[Exercise directions]: List the options that the blog post below on the MERPG specification considers for limiting how often characters may use their moves in battle.

Tuesday, 7 October 2014

MERPG's specification as of October '14

I seem to have a malfunctioning Razer keyboard reading keypresses twice, like thiis. Just to let you know I haven't lost my ability to write mostly OK english

Bloody hell, yesterday I was complaining about not having time to complain of the stagnation of the 2D-MERPG, and know I seem to have a team of few designers determined to hone the sharp edges of the spec away and to implement it in or after the Cambridge Venture Camp. I'm not entirely certain anymore what's happening, but the finishing words of the last text are more true than ever in their small lives: these future weeks will be interesting.

But! If we are going to hone the sharp edges of the spec, I have to write one beforehand. There is a spec-of-a-sort in the game's website, but it's in finnish, it's huge (although it has to be, for it contains most of the game's story. Story is however inessential in a pitchable spec), and it's old. Please let me fix the situation here:


The title is a working-title, I'm open to better titles, but nobody has yet come up with one. The game is played in 2D, camera looking down on the world in the same angle as the on in Pokemon games. Like in the hotlinked Pokemon Blue Rescue Team or PC-title Dragon Age, the team consists of multiple of playable characters. In the manuscript this multiple is defined to be 3, but there's no reason for the team's count of characcters to be an even number like 4, with the last slot being filled with visiting characters. The game could contain some kind of waystation system, where the game could replenish their HP & PP, buy & sell items and wiggle the members of the party.

Anyway, the main idea of the game is to be an interactive movie get the player to explore the epic storyline. Seriously, I've never been fond of John Carmack's quote [1] about stories in games. Gameplay can be shit, which I could almost say it is in Witcher 1, but the writing can redeem the game. Other way around it doesn't work, in every other finnish mobile game (for example Angry Birds & Clash of clans) the gameplay works rather nice, but I lost interest in them in a day. Why? Because I can't be attached to only pawing the touch screen without a story. I either need a complex system to paw, like Age of Empires on the PC, or a bloody story that makes me feel like reading something in between a comic and a book.

Battle and stuff

But back to the game. Player can control any character of the party. Swapping the controlled one is done like in Dragon Age: just click their face on the HUD-area. Battling is done in real time too, like in DA and unlike in Pokemon Blue Rescue Team. Characters have moves, but I'm not sure whether to allow using them infinite times per battle, implement a stamina pool that's drawn by all the moves, or to give every move a discrete set of PP. Moves have either a target, and if one can draw a straight line from the caster to that target (and that line can be limited to be infinitely small in case of non-ranged attacks) without overlapping anything else the move hasn't missed, or they have a target coordinates on the map and area-of-effect, and everyone within this area is cast some damage.

[Data section]:
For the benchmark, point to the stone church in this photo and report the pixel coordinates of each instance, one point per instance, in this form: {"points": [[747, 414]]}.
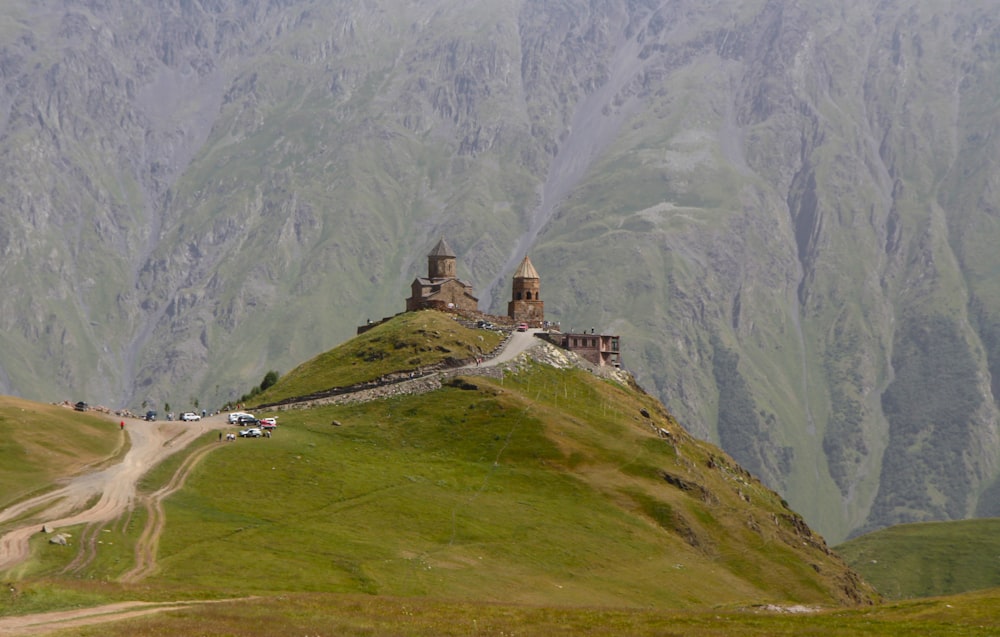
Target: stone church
{"points": [[441, 289]]}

[The reply]:
- Allowing each move to be used an infinite number of times per battle
- A stamina pool that all the moves draw from
- A discrete set of PP for every move